⟨

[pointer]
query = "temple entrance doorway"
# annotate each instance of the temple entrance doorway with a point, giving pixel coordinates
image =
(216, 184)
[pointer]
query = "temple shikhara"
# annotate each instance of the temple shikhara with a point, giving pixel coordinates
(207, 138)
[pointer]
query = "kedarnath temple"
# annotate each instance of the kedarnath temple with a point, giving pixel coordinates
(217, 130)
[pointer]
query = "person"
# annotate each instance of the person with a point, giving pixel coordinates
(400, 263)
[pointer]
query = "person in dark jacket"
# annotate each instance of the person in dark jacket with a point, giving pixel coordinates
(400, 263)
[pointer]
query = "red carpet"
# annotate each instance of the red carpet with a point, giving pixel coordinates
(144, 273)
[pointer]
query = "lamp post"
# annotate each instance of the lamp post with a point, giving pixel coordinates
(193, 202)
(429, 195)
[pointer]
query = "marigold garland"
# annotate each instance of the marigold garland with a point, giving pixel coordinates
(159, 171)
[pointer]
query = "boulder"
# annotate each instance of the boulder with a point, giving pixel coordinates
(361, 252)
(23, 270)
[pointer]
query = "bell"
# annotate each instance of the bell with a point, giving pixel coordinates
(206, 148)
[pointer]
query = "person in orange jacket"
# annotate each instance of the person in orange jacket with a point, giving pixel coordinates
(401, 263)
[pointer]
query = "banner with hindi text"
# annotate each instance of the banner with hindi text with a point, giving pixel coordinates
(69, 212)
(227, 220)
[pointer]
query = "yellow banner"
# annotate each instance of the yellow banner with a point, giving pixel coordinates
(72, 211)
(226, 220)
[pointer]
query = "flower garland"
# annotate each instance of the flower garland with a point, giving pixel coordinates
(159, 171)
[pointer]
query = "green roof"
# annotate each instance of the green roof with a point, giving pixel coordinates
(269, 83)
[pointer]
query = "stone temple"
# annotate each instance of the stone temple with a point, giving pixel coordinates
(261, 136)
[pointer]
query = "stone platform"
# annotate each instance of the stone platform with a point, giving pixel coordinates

⟩

(Exercise aim)
Using the listing above, please repeat every entry exactly.

(Task response)
[pointer]
query = "temple entrance doorway"
# annotate each instance of the temple entrance doorway with a point, giving pixel coordinates
image =
(216, 184)
[pointer]
query = "temple shikhara"
# annotate each instance of the temple shikhara with a point, giving pixel coordinates
(207, 138)
[pointer]
query = "kedarnath temple"
# annotate each instance of the kedarnath temple with a point, giving pixel coordinates
(217, 130)
[pointer]
query = "person"
# annotate each instance of the person with a point, giving pixel coordinates
(400, 263)
[pointer]
query = "person in dark jacket"
# annotate each instance of the person in dark jacket with a point, giving pixel coordinates
(400, 263)
[pointer]
query = "red carpet"
# annotate each instance of the red carpet with a point, giving pixel coordinates
(144, 273)
[pointer]
query = "lamp post"
# annotate each instance of the lamp post with a point, giving pixel coordinates
(193, 202)
(429, 195)
[pointer]
query = "marigold garland"
# annotate each instance of the marigold garland with a point, giving pixel coordinates
(159, 171)
[pointer]
query = "boulder"
# annotate each instance of the boulder with a point, giving pixel coordinates
(361, 252)
(23, 270)
[pointer]
query = "bell"
# annotate each instance of the bell with a point, giving pixel coordinates
(206, 148)
[pointer]
query = "person in orange jacket"
# annotate each instance of the person in orange jacket with a point, giving pixel coordinates
(401, 263)
[pointer]
query = "banner with hindi text"
# annotate each instance of the banner with hindi text with a point, giving pixel coordinates
(69, 212)
(227, 220)
[pointer]
query = "yellow banner"
# annotate each instance of the yellow banner with a point, giving pixel coordinates
(72, 211)
(226, 220)
[pointer]
query = "flower garland"
# annotate each instance of the flower garland with a point, giving pixel coordinates
(159, 171)
[pointer]
query = "green roof"
# annotate each instance of the green roof with a point, giving pixel coordinates
(269, 83)
[pointer]
query = "stone temple"
# annotate each instance of the stone temple with a point, giving pixel coordinates
(261, 136)
[pointer]
query = "stone platform"
# annotate each instance of the stone platform with a point, giving pixel coordinates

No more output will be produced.